한 모음집에서 가져온 기록 —
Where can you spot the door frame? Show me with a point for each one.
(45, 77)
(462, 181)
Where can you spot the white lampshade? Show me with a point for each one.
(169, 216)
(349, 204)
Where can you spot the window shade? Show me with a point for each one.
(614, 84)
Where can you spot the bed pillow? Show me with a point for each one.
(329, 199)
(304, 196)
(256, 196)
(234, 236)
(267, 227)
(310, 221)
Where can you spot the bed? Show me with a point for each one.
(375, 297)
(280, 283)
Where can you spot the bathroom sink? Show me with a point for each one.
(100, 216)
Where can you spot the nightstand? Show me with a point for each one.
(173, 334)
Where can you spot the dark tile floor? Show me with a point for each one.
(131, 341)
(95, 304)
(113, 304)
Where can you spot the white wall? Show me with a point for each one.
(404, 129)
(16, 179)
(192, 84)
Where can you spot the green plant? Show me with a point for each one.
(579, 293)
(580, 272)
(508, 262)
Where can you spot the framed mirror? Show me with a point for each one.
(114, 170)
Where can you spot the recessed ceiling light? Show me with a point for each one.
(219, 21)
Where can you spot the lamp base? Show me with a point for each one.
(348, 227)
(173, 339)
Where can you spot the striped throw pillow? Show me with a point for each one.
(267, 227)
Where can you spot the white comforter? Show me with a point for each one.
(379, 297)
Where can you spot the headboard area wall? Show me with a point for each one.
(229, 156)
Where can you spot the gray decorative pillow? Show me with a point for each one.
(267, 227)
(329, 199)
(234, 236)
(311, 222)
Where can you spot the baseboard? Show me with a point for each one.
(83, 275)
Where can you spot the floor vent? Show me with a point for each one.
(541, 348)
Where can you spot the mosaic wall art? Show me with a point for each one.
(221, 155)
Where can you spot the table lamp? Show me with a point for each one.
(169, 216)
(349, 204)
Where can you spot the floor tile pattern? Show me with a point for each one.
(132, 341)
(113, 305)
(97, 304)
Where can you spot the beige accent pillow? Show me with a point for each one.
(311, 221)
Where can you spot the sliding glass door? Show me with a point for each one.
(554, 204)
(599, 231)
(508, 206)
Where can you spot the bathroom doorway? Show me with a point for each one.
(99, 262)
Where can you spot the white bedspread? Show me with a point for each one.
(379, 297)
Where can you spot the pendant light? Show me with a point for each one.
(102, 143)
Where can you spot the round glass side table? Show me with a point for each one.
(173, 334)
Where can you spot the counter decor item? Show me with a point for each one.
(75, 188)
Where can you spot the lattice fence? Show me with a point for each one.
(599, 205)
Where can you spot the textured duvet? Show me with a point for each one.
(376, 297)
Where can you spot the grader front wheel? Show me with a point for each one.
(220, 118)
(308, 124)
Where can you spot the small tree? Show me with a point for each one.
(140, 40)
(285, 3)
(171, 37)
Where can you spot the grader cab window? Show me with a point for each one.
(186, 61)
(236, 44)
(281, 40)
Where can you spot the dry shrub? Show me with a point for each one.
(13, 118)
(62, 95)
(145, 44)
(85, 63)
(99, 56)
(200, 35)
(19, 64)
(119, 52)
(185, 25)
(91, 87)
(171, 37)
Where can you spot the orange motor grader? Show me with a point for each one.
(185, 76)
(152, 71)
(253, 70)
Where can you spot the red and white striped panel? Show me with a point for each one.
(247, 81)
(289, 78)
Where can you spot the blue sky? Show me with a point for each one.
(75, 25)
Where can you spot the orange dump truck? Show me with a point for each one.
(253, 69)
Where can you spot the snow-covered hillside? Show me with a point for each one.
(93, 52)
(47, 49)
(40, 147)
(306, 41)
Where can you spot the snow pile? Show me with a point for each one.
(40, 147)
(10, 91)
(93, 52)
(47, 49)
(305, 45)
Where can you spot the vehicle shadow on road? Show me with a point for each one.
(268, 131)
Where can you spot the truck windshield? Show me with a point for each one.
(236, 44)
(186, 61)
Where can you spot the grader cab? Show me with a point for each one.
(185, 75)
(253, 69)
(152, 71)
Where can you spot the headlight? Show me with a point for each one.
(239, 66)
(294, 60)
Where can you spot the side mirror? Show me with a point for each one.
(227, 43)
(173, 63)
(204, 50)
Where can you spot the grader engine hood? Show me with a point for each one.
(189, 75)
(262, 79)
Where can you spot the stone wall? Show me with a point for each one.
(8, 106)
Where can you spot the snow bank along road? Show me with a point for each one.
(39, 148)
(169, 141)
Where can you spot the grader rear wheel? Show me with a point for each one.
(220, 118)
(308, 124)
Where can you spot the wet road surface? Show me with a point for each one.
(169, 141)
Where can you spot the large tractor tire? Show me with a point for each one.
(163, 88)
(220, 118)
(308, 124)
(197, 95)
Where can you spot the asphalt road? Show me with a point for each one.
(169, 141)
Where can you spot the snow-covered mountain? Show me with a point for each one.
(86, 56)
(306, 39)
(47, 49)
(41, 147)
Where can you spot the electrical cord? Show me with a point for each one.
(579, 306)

---

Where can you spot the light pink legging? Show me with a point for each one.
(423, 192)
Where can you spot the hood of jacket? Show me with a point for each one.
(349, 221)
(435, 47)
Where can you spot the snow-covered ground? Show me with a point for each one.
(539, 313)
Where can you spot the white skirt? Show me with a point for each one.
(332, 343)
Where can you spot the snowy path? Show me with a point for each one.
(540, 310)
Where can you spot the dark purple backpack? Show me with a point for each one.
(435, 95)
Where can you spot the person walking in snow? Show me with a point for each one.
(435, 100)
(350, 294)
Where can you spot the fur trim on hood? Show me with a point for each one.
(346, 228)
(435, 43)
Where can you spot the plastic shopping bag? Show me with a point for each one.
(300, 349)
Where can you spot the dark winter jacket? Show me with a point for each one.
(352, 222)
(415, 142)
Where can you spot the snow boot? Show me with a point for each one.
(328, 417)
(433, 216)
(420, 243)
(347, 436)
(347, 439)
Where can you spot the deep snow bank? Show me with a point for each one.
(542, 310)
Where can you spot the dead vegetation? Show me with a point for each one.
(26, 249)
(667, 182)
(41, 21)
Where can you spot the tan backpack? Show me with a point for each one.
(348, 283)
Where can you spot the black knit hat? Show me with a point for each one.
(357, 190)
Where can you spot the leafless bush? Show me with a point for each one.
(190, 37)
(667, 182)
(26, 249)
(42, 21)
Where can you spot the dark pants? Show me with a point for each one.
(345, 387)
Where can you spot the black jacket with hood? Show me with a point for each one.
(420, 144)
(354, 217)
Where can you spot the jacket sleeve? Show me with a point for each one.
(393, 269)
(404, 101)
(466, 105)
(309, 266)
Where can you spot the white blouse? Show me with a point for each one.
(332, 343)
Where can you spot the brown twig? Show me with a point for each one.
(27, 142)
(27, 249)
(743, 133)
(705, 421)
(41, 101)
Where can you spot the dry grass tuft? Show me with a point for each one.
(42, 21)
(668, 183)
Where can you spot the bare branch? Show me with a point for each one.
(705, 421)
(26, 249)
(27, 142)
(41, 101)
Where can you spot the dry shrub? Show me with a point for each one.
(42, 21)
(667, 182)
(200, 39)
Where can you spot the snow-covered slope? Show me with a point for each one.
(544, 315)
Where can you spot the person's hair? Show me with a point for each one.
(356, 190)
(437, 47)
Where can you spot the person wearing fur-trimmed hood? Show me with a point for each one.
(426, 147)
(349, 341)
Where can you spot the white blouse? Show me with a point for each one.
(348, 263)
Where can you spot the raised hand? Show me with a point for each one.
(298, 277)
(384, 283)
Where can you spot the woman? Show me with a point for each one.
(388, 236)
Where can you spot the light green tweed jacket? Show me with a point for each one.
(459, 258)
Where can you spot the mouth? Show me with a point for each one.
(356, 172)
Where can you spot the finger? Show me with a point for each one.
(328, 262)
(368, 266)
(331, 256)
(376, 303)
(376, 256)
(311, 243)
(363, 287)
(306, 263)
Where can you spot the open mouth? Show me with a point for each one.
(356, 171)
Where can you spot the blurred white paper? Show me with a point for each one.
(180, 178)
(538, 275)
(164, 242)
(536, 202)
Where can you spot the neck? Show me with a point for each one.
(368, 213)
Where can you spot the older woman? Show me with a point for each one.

과제 목표 — 위 기록에서 "orange"라는 단어가 들어 있는 줄을 모두 찾아 한 줄도 빠짐없이 옮겨 적으세요.

예상 답안 —
Where can you spot the orange motor grader? Show me with a point for each one.
Where can you spot the orange dump truck? Show me with a point for each one.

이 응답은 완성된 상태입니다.